* **Text shown**:
================

0
votes

After developing a sample client server application which can exchange some data, I'm trying to implement the retry mechanism into it. Currently my application is following below protocol:

  1. Client connects to server (non blocking mode) with 3 secs timeout and with 2 reties.
  2. Start sending data from client with fixed length. Send has some error checking whether it is sending the complete data or not.
  3. Receive response (timeout: 3secs) from server and verify that. If incorrect response received, re-send the data and wait for response. Repeat this for two times if failed.

For the above implementation code sections look likes something below:

  1. connect() and select() for opening connection
  2. select() and send() for data send
  3. select() and recv() for data receiving

Now I'm making the retries based on return types of the socket functions, and if send() or recv() fails I'm retring the same methods. But not recalling connect().

I tested the thing by restarting the server in between the data transfer, and as a result client fails to communicate with the server and it quits after several retries, I believe this is happening as because there is no connect() call on retry methods.

Any suggestions?

Example code for receiving socket data

bool CTCPCommunication::ReceiveSocketData(char* pchBuff, int iBuffLen)
{
  bool bReturn = true;

  //check whether the socket is ready to receive
  fd_set stRead;
  FD_ZERO(&stRead);
  FD_SET(m_hSocket, &stRead);
  int iRet = select(0, &stRead, NULL, NULL, &m_stTimeout);

  //if socket is not ready this line will be hit after 3 sec timeout and go to the end
  //if it is ready control will go inside the read loop and reads data until data ends or
  //socket error is getting triggered continuously for more than 3 secs.

================

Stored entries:
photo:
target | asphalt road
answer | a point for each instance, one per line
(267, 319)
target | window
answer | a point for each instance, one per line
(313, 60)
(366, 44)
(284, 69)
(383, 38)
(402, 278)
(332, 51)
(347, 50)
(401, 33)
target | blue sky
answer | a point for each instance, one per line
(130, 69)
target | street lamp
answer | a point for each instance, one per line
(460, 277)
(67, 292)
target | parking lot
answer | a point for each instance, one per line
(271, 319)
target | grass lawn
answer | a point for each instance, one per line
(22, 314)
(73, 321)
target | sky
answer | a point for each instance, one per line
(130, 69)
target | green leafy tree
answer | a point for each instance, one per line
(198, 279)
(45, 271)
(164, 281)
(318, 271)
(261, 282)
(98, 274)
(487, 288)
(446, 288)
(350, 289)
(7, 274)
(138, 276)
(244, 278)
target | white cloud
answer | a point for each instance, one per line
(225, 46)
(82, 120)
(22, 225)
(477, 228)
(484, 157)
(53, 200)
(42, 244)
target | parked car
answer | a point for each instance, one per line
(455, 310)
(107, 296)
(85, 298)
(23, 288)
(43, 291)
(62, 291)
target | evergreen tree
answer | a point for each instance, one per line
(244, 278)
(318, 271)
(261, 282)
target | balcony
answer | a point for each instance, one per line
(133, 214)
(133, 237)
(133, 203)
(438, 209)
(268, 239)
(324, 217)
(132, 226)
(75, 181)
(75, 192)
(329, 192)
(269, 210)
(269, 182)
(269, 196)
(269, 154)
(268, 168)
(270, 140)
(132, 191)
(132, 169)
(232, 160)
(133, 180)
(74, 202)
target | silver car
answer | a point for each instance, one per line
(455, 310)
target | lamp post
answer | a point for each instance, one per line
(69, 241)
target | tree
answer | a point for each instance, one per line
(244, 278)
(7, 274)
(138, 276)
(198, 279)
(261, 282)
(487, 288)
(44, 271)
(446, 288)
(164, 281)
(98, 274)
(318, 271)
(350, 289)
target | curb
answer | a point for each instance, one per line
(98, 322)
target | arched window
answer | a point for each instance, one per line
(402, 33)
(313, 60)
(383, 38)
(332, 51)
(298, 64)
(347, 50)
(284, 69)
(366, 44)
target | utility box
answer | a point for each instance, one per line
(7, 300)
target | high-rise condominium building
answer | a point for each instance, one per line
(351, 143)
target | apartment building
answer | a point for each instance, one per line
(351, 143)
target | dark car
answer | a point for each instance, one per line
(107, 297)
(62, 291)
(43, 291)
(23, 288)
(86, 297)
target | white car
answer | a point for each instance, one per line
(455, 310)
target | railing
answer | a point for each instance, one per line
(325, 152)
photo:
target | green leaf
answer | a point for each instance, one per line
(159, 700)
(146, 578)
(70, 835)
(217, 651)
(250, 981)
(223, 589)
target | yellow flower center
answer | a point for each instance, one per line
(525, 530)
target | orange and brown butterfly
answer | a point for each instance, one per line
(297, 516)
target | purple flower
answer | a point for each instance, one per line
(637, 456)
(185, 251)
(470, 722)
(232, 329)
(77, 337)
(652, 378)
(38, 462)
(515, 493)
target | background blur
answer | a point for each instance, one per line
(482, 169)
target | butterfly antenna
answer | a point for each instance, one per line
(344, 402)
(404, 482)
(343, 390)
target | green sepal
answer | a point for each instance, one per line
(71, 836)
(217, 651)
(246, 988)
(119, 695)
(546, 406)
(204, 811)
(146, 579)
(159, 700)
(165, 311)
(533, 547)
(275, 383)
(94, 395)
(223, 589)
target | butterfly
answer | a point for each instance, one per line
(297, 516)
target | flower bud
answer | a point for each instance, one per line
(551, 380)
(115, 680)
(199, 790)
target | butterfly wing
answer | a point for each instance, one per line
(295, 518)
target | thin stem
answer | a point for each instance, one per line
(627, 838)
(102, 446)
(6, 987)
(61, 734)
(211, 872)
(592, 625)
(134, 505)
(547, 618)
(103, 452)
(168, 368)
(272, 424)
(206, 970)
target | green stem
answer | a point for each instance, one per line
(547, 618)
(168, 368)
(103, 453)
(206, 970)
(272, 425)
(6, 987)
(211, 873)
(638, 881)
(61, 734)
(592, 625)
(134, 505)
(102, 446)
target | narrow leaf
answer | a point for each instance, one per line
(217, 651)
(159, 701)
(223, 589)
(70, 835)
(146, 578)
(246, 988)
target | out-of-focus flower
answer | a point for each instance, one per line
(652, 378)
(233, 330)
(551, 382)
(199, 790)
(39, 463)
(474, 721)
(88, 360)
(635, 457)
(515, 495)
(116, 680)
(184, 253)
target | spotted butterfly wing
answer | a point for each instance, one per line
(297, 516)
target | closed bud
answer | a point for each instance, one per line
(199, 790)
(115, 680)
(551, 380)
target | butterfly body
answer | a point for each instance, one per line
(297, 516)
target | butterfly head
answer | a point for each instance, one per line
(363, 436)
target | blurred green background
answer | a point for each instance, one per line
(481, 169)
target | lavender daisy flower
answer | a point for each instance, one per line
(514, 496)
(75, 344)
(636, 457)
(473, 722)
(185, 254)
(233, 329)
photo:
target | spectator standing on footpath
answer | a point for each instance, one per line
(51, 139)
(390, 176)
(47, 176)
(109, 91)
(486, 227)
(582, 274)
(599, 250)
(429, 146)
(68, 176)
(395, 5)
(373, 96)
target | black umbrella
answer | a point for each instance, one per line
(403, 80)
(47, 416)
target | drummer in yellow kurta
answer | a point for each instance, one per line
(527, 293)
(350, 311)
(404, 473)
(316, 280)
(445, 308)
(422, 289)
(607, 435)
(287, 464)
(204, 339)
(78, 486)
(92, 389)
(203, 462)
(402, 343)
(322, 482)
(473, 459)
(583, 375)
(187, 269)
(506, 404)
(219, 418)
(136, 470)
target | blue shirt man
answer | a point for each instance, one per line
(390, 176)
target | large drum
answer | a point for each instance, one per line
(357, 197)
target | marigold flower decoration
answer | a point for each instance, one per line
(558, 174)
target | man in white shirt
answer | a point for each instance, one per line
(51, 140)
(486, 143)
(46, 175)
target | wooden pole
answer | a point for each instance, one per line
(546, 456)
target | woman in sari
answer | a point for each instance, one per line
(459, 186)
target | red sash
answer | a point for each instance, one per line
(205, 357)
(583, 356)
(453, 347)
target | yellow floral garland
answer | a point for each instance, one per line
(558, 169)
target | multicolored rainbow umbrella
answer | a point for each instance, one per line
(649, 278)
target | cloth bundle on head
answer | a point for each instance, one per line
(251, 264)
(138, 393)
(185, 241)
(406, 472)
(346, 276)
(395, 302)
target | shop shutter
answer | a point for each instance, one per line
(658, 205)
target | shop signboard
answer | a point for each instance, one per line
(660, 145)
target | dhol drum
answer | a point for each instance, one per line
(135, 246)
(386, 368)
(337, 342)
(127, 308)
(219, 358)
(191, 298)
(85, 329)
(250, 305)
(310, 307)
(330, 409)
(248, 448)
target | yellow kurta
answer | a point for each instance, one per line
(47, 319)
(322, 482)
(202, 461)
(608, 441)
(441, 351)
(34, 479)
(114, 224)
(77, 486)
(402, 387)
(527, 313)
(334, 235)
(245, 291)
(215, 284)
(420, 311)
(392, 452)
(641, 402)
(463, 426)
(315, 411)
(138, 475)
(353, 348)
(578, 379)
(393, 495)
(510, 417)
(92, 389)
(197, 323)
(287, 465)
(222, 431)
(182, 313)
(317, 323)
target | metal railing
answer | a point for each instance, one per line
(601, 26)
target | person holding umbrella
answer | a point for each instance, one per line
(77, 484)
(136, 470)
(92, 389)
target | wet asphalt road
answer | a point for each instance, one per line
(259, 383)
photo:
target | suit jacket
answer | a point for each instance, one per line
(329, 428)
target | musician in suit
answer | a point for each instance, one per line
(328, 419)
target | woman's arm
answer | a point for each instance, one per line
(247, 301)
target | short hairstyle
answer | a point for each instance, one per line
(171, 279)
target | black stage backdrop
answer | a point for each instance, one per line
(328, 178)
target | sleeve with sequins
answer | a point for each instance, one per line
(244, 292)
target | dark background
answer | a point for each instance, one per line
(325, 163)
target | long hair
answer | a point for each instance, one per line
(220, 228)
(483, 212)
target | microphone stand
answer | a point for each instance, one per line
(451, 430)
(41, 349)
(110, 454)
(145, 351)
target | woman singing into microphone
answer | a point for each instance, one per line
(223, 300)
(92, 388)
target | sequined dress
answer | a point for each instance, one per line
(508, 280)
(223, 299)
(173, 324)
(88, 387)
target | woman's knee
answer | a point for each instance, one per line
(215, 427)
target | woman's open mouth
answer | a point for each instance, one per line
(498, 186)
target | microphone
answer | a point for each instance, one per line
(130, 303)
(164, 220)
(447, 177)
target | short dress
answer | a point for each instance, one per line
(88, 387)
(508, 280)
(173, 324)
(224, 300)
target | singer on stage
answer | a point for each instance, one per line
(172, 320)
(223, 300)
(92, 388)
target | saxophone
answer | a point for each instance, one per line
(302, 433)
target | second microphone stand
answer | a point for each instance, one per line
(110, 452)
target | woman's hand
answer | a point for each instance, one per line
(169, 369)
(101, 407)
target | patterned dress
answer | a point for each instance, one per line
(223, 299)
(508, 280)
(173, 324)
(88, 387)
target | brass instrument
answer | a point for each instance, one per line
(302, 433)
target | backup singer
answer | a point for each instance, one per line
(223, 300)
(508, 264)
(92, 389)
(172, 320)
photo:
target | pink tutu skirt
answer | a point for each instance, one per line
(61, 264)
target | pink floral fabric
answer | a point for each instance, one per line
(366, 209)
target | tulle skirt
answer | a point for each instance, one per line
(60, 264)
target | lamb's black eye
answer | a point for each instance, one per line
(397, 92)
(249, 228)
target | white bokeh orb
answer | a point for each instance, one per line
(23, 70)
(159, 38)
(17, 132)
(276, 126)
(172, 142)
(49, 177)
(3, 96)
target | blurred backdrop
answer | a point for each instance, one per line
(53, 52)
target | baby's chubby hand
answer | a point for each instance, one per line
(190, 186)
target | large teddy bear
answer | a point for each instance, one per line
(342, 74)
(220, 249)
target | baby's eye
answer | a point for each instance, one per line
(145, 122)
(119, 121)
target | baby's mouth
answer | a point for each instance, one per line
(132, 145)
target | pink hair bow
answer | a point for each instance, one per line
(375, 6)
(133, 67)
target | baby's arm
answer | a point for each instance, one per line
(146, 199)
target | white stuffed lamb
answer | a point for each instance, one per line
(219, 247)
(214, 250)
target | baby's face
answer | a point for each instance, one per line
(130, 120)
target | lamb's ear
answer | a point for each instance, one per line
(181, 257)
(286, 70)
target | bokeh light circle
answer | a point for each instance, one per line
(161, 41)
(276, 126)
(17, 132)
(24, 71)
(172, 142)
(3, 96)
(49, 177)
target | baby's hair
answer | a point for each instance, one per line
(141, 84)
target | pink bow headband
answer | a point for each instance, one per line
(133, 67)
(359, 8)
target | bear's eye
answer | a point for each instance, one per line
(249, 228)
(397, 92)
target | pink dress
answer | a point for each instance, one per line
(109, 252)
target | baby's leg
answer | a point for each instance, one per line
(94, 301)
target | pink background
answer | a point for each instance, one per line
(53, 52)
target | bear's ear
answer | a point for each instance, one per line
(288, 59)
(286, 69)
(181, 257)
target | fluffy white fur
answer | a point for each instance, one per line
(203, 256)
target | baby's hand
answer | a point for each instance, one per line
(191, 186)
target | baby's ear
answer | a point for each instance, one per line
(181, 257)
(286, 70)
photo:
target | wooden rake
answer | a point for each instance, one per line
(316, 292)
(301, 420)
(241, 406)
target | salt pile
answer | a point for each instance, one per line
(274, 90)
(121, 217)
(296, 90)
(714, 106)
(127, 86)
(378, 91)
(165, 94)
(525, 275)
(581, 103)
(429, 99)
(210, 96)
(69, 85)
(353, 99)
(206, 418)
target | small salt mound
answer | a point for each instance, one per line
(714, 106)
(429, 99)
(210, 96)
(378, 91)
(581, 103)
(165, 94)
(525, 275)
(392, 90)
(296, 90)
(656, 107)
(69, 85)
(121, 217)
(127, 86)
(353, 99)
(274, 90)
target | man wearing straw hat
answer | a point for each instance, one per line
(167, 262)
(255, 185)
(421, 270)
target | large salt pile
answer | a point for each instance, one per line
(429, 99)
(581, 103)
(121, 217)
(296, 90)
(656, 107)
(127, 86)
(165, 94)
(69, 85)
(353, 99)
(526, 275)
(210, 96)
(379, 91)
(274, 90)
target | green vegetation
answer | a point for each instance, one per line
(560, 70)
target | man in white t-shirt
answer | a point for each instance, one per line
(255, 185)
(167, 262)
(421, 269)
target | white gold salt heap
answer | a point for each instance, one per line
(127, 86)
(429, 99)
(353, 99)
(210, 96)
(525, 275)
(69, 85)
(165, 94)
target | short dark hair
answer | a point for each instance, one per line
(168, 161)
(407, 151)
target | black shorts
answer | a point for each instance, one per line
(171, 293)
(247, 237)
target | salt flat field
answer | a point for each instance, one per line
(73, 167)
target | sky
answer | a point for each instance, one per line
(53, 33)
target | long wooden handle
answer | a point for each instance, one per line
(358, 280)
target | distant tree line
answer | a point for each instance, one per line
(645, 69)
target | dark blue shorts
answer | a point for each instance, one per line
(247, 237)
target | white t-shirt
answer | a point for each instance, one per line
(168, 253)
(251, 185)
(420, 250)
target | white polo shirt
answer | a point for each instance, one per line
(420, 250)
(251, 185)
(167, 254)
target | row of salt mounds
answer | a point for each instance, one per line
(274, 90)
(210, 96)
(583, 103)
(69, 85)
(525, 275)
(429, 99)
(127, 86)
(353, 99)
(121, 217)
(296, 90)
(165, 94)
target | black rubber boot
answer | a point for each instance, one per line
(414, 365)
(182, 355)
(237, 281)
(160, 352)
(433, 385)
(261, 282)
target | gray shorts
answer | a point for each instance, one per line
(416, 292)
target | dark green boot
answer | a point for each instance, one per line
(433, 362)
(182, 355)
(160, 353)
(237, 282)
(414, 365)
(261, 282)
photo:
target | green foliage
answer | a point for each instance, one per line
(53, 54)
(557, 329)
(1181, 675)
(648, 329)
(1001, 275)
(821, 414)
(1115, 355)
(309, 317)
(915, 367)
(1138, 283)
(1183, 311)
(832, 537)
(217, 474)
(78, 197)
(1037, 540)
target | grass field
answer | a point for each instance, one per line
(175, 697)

================

* **What to do**:
(A) Answer these questions about the forum post:
(i) What timeout does the client use when it connects to the server?
(ii) Which socket function is not called again when the client retries?
(iii) Which two functions handle data receiving?
(B) Can you format everything in the entries from the line containing "target | dark blue shorts" down to the end of the entries as a JSON list of strings, one string per line, with blank lines left out?

* **Responses**:
(A)
(i) 3 seconds, with 2 retries.
(ii) connect()
(iii) select() and recv()

(B)
[
  "target | dark blue shorts",
  "answer | a point for each instance, one per line",
  "(247, 237)",
  "target | white t-shirt",
  "answer | a point for each instance, one per line",
  "(168, 253)",
  "(251, 185)",
  "(420, 250)",
  "target | white polo shirt",
  "answer | a point for each instance, one per line",
  "(420, 250)",
  "(251, 185)",
  "(167, 254)",
  "target | row of salt mounds",
  "answer | a point for each instance, one per line",
  "(274, 90)",
  "(210, 96)",
  "(583, 103)",
  "(69, 85)",
  "(525, 275)",
  "(429, 99)",
  "(127, 86)",
  "(353, 99)",
  "(121, 217)",
  "(296, 90)",
  "(165, 94)",
  "target | black rubber boot",
  "answer | a point for each instance, one per line",
  "(414, 365)",
  "(182, 355)",
  "(237, 281)",
  "(160, 352)",
  "(433, 385)",
  "(261, 282)",
  "target | gray shorts",
  "answer | a point for each instance, one per line",
  "(416, 292)",
  "target | dark green boot",
  "answer | a point for each instance, one per line",
  "(433, 362)",
  "(182, 355)",
  "(160, 353)",
  "(237, 282)",
  "(414, 365)",
  "(261, 282)",
  "photo:",
  "target | green foliage",
  "answer | a point for each instance, one per line",
  "(53, 54)",
  "(557, 329)",
  "(1181, 675)",
  "(648, 329)",
  "(1001, 275)",
  "(821, 414)",
  "(1115, 355)",
  "(309, 317)",
  "(915, 367)",
  "(1138, 283)",
  "(1183, 311)",
  "(832, 537)",
  "(217, 474)",
  "(78, 197)",
  "(1037, 540)",
  "target | grass field",
  "answer | a point for each instance, one per line",
  "(175, 697)"
]